■ **RECORDS FOR THIS TASK**
━━━━━━━━━━━━━━━━━━━━━━━━━━━━━━

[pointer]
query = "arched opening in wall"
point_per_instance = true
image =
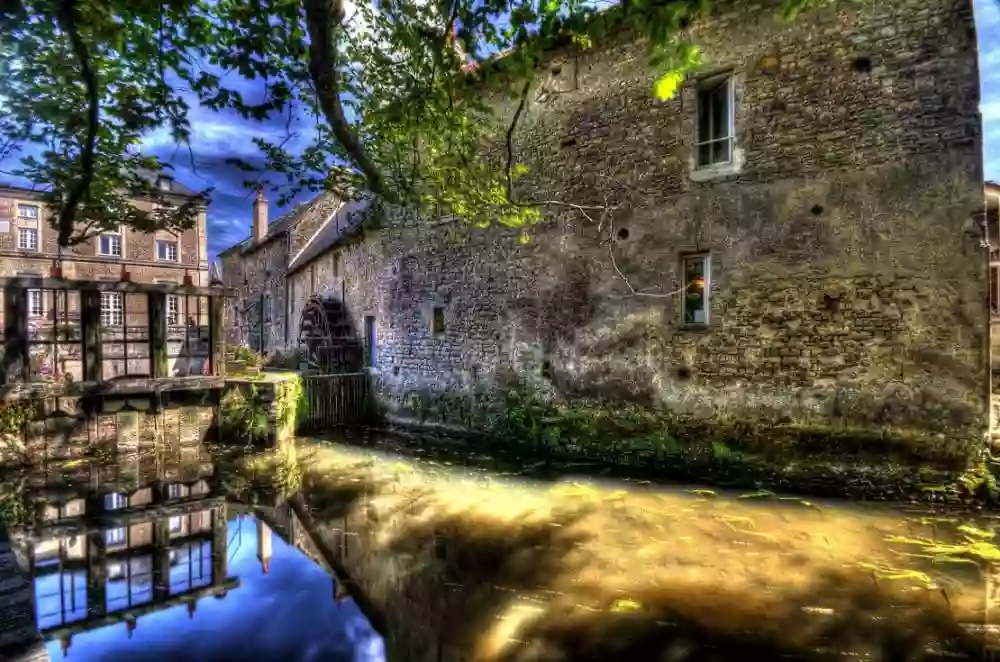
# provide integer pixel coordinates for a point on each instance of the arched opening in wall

━━━━━━━━━━━━━━━━━━━━━━━━━━━━━━

■ **ACTION ITEM**
Each record above should be restated word for word. The pictures should not appear.

■ **TASK OUTPUT**
[pointer]
query = "arched opening in wall"
point_per_instance = true
image =
# provide integer pixel coordinates for a point on each instance of the arched opening in wall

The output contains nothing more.